Directions: Please rescale the stretch of the listing from the line containing "For the sky" through the end of the listing, writing out all of those lines again, including the ones that hold no coordinates. Multiply each coordinate by 0.55 and round it to a whole number, with halves rounded up.

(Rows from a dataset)
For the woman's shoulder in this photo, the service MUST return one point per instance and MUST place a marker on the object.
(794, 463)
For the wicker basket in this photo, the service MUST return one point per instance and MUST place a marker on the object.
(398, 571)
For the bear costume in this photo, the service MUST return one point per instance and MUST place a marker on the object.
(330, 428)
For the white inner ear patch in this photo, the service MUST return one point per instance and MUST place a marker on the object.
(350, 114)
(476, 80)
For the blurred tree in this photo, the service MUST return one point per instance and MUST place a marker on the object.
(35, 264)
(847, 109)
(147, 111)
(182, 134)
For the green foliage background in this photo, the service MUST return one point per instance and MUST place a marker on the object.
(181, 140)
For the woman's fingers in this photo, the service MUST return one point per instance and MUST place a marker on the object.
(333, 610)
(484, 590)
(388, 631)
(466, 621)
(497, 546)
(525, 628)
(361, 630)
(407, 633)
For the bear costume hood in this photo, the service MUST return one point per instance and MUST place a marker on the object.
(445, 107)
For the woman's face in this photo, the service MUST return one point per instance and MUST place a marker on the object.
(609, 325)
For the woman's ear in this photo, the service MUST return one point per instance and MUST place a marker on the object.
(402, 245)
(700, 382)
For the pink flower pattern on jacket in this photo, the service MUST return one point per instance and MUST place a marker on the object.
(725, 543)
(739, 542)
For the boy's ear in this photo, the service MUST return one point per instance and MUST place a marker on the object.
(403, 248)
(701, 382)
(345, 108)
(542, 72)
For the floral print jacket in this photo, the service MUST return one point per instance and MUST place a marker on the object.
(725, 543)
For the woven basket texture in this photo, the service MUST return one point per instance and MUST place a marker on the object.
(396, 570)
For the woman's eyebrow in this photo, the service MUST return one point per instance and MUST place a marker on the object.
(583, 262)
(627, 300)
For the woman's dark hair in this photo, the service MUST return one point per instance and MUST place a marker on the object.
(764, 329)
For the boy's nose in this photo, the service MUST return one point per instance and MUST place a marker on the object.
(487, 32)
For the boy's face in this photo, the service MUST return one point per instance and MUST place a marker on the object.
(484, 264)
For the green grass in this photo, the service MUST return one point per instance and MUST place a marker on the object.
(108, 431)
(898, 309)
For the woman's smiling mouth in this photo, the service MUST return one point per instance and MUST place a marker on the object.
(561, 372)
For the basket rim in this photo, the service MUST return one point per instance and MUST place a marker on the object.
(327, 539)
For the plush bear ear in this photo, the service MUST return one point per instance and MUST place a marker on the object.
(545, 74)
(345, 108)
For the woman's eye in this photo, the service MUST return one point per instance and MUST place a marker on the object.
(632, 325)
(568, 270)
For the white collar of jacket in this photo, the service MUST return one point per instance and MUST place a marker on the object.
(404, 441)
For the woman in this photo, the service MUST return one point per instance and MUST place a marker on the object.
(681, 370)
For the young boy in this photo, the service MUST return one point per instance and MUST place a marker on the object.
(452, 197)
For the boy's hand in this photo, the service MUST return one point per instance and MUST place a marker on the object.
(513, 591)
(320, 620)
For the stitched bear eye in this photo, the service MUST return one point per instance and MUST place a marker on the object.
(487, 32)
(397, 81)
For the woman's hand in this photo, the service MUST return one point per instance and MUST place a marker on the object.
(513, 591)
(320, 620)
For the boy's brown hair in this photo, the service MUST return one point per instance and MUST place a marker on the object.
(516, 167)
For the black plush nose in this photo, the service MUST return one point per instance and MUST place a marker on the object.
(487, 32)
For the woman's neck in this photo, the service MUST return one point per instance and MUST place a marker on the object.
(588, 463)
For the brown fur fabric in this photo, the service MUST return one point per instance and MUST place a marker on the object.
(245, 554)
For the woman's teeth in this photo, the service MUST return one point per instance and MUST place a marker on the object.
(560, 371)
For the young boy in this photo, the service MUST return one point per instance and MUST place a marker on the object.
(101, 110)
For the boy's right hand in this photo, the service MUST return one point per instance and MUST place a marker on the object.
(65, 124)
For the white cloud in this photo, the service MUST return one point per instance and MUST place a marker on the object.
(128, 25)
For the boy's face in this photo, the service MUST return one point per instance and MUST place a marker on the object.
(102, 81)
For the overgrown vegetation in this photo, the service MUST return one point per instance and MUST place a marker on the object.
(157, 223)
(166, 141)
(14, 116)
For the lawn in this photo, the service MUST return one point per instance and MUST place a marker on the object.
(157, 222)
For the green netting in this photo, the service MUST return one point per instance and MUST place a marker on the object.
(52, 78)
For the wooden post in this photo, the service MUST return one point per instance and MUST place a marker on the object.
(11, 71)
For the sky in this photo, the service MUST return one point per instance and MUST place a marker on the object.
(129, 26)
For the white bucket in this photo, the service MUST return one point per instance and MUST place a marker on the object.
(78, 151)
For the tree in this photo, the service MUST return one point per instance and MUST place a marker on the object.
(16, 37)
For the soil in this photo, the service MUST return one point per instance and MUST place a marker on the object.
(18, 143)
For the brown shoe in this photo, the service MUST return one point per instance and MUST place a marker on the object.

Output of the exercise:
For the sky in this photo, the service MUST return one point per instance and MUST place a marker on the object.
(71, 14)
For the white bucket in this photo, the service MUST return one point per instance and MUST place a marker on the object.
(43, 83)
For the tree in this photo, the service MUST return one point per instance and MUST place a marker on the object.
(9, 20)
For the soil in this photo, the service MUST return one point per instance and MUST place a marker on the object.
(10, 79)
For the brown shoe in this photo, the service MUST return one point per instance and MUST place a marker on the object.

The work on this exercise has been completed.